══ Dataset

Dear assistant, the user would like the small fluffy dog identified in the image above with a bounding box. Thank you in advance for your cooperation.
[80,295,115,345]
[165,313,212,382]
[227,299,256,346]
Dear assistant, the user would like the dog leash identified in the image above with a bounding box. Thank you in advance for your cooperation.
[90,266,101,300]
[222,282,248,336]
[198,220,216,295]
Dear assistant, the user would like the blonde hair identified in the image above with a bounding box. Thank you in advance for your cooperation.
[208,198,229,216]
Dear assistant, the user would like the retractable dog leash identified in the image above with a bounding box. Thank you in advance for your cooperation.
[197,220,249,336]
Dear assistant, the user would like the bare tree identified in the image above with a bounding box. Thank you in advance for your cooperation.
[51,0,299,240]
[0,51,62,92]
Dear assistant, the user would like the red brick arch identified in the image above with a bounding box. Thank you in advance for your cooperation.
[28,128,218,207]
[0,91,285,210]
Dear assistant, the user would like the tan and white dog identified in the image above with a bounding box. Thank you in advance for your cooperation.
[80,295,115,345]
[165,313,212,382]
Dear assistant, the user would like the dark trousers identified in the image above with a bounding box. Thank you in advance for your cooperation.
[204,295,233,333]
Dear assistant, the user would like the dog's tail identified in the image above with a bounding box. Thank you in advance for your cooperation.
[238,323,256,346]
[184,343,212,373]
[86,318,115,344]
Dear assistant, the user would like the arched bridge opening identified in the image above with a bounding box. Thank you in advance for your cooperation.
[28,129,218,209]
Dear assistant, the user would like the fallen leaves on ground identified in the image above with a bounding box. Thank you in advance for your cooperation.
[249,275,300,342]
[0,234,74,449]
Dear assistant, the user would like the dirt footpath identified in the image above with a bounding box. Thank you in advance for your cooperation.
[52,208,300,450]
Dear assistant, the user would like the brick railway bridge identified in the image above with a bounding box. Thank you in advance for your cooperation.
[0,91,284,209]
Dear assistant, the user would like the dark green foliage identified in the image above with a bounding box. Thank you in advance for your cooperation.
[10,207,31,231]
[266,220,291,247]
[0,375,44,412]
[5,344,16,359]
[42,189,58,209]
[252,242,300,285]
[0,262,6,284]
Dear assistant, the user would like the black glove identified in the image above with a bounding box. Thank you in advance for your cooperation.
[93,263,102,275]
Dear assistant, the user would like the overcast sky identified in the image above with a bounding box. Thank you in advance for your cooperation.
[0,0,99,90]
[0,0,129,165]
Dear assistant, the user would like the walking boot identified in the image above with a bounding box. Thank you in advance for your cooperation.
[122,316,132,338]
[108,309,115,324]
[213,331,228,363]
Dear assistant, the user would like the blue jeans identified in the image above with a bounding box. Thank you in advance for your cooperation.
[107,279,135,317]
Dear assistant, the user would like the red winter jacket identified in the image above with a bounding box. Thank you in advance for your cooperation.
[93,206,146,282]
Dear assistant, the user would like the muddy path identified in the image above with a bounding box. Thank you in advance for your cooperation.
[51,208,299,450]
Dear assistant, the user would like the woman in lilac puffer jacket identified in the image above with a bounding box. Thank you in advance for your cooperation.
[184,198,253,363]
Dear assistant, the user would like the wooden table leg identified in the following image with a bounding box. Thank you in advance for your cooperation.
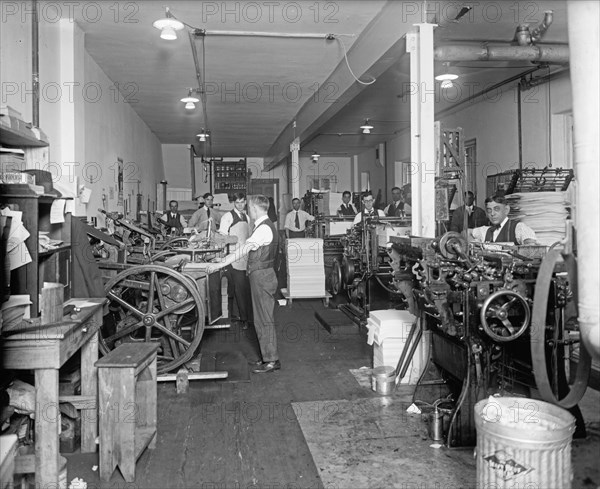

════

**Work task**: Transcribe each line above verbatim, with the pictures left out.

**Final answer**:
Dear assistant, the user would like the small fluffy dog identified in the image above with a bounding box. Thank you in advance for your cooperation.
[80,295,115,345]
[165,313,212,382]
[227,299,256,346]
Dear assistant, the user would like the dog leash identified in the image above with a bounding box. Thank you in advance for your cooperation.
[90,266,101,300]
[222,282,248,336]
[198,220,216,295]
Dear assistant, the user would like the blonde hair identified in the image above with a bounding box. Thank you in advance for your cooperation.
[208,198,229,216]
Dear assistant, the user would like the retractable dog leash identified in the image above with a bounding box. Thank you in advance for your cooperation.
[197,220,249,336]
Dear assistant, the user would like the bare tree identified in the image above with a bounding box. Thank you in advance for your cooperation.
[51,0,299,240]
[0,51,62,92]
Dear assistant, the user would like the red brick arch identified in the image above with a bounding box. Thank you in advance for your cooperation.
[28,128,218,207]
[0,91,285,210]
Dear assistant, the user would like the tan and white dog identified in the image above with a bounding box. Thank you in advance for your cooperation.
[80,295,115,345]
[165,313,212,382]
Dear assistant, the user would like the dark trousers identified in the image above with a bounding box. Thank you in advance for your cooperation.
[204,295,233,333]
Dear assistant, the user would like the dog's tail identified in the image above with a bounding box. Thank you in advance for your cooperation.
[238,323,256,346]
[184,343,212,373]
[86,318,115,344]
Dear assistant, the user would like the arched bridge opening identified in the image above with a bounding box. Thank you in advance for your cooperation.
[28,129,218,209]
Dear assistant, the user would like the fallen leaves on ground identified in the image above with a bounding box. Thank you in advance for your cooperation.
[249,275,300,342]
[0,234,74,449]
Dear assistant, the user would like the dirt footpath identified in the image above with a bounding box. Thank you in advance for your cooperation.
[52,208,300,450]
Dear assistant, the user would like the brick railway bridge identified in the image above with a bounding box. Thank you in advance for your cooperation.
[0,91,284,209]
Dear assistant, the user would like the dark green foliage identified in the image above with a bounding box. Thank you in advance for your cooperation.
[10,207,31,231]
[266,220,291,247]
[0,375,44,412]
[5,344,16,359]
[42,189,58,209]
[252,242,300,285]
[0,262,6,284]
Dear assistant, the user would like the black glove identified in the image above with a bounding box. Thank you in advance for your cooperation.
[93,263,102,275]
Dear assistant, the user would like the overcast sky identified in the image above with a bounding box. Thank you in advance for your cooperation.
[0,0,99,90]
[0,0,129,165]
Dear assistant, the user would like the walking boot identified in the image above with a bounding box. Thank you in advance for your cooperation.
[122,316,132,338]
[108,309,115,324]
[213,331,228,363]
Dear assistant, the user would like the blue jeans identified in the image above with a bounding box. Thank you in advance for your cooperation.
[107,279,135,317]
Dear assistant, the user would like the red winter jacket identified in the image above with a bounding box. Thank you in advance for your cooperation.
[93,206,146,282]
Dear assistant, the user would like the muddy path identified in the image above with a bounding box. Thank you in advance for your cooperation.
[51,208,299,450]
Dear assistant, the user would like the woman in lilac puffer jacket identified in the image above with a bounding box. Thank you in advance for your cooperation.
[184,198,253,363]
Dear assistant, the user would like the wooden table leg identified in the following image with a bounding box. Thank you in advance for your cooperation.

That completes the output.